■ TEXT ■
Lupine residues can be over 4.5 t ha⁻¹ of dried matter with a richness in nutrients of N, 1.81%; P₂O₅, 0.4%; and K₂O, 0.72% for a sowing dose of 100 plants per m² [46]. These residues had a higher effect with fallow before wheat, with an increase in yield of approximately 10% with respect to lupine before wheat, which could be related to the beneficial function of weedy fallow in the retention and recycle of the nutrients as described in previous studies [47]. In our trial, the fallow was not cultivated, allowing the development of adventitia until its clearing prior to the consolidation of the seeds.

4.4. Environmental Profile

Rotations A and D were the scenarios with the best environmental performances. This was mainly due to the remarkable difference in the dose of mineral fertilisers applied, where rotations B and E used two times more mineral fertilisers than A and D. Within ‘Caaveiro’ landrace systems, E showed the best environmental performance for categories FE and FET; meanwhile, within ‘Carral’ ecotype rotations, A presented the best profile regardless the category analysed. This is justified by the noticeably higher yield of E (47%) with respect to D, whereas A and B obtained similar yields (Table 1). In this regard, and as was to be expected, the consideration of productivity as the functional unit benefits the scenarios with higher yields. Monocultures C and F had both high mineral fertilisation and low yield; therefore, both scenarios presented the worst environmental profiles. Concerning the environmental hotspots previously identified, the majority of the environmental burdens derived from the fertilisation process. Since legumes have the ability to fix nitrogen [18], rotations with lupine (A, B, D, and E) could experience an improvement of their environmental profiles if a lower dose of mineral fertilisers was applied.

■ DIRECTIVE 1 ■
Revise the part of the crop rotation text that opens with the words containing "Lupine residues can" and closes with "of the seeds.", changing "wheat" to "barley".
■ DIRECTIVE 2 ■
Extend the crop rotation text, starting right after its final sentence.
The items play no part in this work.

■ DATA ENTRIES ■

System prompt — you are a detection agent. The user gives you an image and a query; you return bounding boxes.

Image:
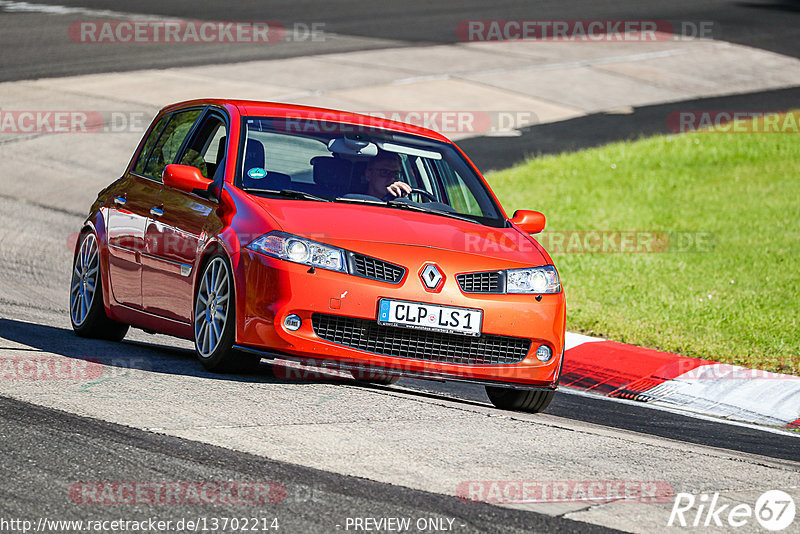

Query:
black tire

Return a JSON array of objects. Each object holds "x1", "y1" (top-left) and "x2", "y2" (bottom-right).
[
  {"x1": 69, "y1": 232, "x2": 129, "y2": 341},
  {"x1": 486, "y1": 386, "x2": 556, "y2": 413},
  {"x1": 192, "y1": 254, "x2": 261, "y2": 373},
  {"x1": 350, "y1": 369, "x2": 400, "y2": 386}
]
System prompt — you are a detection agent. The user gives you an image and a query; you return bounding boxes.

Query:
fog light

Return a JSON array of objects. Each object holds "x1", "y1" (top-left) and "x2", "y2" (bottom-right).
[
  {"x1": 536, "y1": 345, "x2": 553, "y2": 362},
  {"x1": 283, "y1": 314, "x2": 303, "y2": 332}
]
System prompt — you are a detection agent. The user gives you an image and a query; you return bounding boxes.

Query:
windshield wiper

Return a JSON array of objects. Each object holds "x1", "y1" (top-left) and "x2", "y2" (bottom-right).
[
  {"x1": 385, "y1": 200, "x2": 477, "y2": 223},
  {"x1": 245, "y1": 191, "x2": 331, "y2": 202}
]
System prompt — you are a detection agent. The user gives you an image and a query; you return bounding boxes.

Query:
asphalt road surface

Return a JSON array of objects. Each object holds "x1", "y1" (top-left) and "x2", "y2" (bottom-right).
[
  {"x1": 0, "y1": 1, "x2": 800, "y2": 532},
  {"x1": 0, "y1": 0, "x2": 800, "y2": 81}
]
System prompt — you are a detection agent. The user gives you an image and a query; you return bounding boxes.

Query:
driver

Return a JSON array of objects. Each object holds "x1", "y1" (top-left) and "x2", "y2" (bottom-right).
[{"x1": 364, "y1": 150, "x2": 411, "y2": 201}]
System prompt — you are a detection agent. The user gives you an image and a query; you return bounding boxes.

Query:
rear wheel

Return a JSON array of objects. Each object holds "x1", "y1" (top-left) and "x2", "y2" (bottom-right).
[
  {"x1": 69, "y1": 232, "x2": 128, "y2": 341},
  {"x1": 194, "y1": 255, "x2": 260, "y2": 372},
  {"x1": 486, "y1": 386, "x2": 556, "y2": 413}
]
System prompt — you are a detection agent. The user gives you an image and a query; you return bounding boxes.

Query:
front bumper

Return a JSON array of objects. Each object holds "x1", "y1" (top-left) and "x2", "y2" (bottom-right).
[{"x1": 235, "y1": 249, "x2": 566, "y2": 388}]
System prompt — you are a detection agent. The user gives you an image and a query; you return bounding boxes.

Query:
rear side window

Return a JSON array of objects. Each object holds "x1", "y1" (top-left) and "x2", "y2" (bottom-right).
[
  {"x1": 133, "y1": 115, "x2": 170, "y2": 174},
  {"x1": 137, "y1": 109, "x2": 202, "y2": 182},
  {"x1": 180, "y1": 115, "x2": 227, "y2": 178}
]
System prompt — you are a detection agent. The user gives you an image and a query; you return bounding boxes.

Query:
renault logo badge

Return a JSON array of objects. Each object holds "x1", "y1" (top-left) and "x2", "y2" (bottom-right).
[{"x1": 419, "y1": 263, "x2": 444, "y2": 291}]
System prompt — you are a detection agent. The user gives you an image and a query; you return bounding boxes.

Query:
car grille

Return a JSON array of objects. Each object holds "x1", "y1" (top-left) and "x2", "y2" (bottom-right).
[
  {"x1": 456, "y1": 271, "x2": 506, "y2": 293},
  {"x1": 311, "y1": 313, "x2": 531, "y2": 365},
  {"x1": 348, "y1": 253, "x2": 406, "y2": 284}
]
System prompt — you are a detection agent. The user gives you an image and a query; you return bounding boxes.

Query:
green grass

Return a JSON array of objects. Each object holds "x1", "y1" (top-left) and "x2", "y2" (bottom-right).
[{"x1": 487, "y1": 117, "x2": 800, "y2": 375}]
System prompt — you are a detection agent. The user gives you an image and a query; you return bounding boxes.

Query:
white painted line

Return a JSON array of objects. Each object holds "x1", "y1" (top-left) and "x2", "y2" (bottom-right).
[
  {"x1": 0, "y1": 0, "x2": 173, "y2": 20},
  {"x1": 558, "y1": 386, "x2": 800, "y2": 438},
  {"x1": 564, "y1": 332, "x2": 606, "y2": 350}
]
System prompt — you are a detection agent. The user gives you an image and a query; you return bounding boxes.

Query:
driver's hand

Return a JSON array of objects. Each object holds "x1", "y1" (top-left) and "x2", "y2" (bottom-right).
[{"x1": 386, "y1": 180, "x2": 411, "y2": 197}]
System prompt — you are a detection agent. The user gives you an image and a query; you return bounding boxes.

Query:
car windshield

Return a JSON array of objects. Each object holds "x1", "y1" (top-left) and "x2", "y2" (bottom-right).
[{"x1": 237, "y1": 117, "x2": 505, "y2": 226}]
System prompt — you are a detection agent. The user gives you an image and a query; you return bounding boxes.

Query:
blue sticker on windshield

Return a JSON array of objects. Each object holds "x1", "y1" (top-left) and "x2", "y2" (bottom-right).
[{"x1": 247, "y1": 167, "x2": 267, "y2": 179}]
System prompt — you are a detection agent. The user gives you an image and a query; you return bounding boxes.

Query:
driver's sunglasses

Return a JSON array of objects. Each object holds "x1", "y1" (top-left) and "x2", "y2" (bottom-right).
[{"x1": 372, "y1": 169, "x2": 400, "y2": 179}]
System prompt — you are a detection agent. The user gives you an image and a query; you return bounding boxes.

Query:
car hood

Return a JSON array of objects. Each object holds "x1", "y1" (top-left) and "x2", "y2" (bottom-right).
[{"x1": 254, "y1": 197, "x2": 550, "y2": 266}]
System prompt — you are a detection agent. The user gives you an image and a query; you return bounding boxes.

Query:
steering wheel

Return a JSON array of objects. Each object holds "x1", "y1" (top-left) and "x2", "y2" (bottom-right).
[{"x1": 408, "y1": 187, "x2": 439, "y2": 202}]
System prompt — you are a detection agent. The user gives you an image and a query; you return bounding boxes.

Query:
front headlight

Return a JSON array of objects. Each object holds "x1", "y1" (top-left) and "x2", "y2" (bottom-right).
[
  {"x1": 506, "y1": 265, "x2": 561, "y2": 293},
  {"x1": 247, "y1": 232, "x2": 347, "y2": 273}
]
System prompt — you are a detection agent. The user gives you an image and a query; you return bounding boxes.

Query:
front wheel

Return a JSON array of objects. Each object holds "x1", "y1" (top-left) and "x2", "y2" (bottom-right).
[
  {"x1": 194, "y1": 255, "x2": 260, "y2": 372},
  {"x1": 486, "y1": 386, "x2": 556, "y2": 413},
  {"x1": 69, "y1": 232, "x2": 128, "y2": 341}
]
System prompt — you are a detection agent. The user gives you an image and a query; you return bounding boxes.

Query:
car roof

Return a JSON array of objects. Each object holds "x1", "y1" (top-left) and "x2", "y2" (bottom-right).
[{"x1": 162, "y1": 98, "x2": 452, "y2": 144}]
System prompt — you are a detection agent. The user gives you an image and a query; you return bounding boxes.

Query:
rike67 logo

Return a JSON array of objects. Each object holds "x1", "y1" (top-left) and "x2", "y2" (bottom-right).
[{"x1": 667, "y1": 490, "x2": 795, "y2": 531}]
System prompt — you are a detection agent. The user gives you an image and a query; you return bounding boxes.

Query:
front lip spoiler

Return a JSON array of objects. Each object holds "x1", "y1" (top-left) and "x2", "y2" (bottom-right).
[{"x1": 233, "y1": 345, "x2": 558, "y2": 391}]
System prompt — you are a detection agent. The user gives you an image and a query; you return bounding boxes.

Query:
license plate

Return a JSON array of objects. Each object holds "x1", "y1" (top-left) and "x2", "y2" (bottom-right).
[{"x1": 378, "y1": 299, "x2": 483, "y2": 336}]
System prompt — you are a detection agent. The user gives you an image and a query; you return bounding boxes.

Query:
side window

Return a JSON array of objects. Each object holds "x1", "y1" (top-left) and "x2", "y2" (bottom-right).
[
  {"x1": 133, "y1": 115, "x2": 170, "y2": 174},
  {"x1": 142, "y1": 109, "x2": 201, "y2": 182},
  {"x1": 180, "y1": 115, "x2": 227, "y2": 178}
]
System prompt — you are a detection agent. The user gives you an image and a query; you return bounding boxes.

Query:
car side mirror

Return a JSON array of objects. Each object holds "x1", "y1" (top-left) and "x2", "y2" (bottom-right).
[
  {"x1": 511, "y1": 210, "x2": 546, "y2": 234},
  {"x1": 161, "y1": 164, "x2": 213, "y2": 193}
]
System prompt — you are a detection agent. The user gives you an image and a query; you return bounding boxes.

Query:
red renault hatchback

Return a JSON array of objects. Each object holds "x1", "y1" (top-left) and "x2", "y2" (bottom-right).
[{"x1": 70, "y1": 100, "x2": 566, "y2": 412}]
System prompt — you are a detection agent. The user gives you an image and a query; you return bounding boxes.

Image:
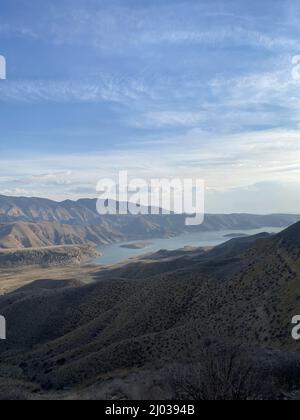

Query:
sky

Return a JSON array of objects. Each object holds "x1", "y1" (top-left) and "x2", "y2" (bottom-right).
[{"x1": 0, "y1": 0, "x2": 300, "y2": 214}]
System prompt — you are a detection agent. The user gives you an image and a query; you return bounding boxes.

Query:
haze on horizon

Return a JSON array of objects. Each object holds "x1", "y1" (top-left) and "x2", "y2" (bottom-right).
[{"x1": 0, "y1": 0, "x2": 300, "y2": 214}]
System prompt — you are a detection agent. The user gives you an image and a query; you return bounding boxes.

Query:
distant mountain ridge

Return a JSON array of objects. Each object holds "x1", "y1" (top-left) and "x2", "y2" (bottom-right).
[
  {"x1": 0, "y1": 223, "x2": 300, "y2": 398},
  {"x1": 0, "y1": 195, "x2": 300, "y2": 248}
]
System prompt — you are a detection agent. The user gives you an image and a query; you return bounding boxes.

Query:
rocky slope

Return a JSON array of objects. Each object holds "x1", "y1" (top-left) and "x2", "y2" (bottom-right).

■ EXERCISE OUTPUT 1 ■
Lupine residues can be over 4.5 t ha⁻¹ of dried matter with a richness in nutrients of N, 1.81%; P₂O₅, 0.4%; and K₂O, 0.72% for a sowing dose of 100 plants per m² [46]. These residues had a higher effect with fallow before barley, with an increase in yield of approximately 10% with respect to lupine before barley, which could be related to the beneficial function of weedy fallow in the retention and recycle of the nutrients as described in previous studies [47]. In our trial, the fallow was not cultivated, allowing the development of adventitia until its clearing prior to the consolidation of the seeds.

■ EXERCISE OUTPUT 2 ■
5. Conclusions

The wheat landraces monoculture negatively affected yield and milling quality. It also presented the worst environmental profiles.

The lupine-fallow-wheat rotation sequence increased yield by over 60%. The fallow-lupine-wheat sequence also improved production notably (57%), while implying less environmental impact. With the cultivation of Lupinus albus, the contribution of chemical fertilisers can be reduced or eliminated, reducing environmental burdens.

Soil quality influenced wheat bakery quality, independent of rotation. Higher organic matter contents and lower phosphorus levels meant increases in the parameters W (baking force) and P (Tenacity).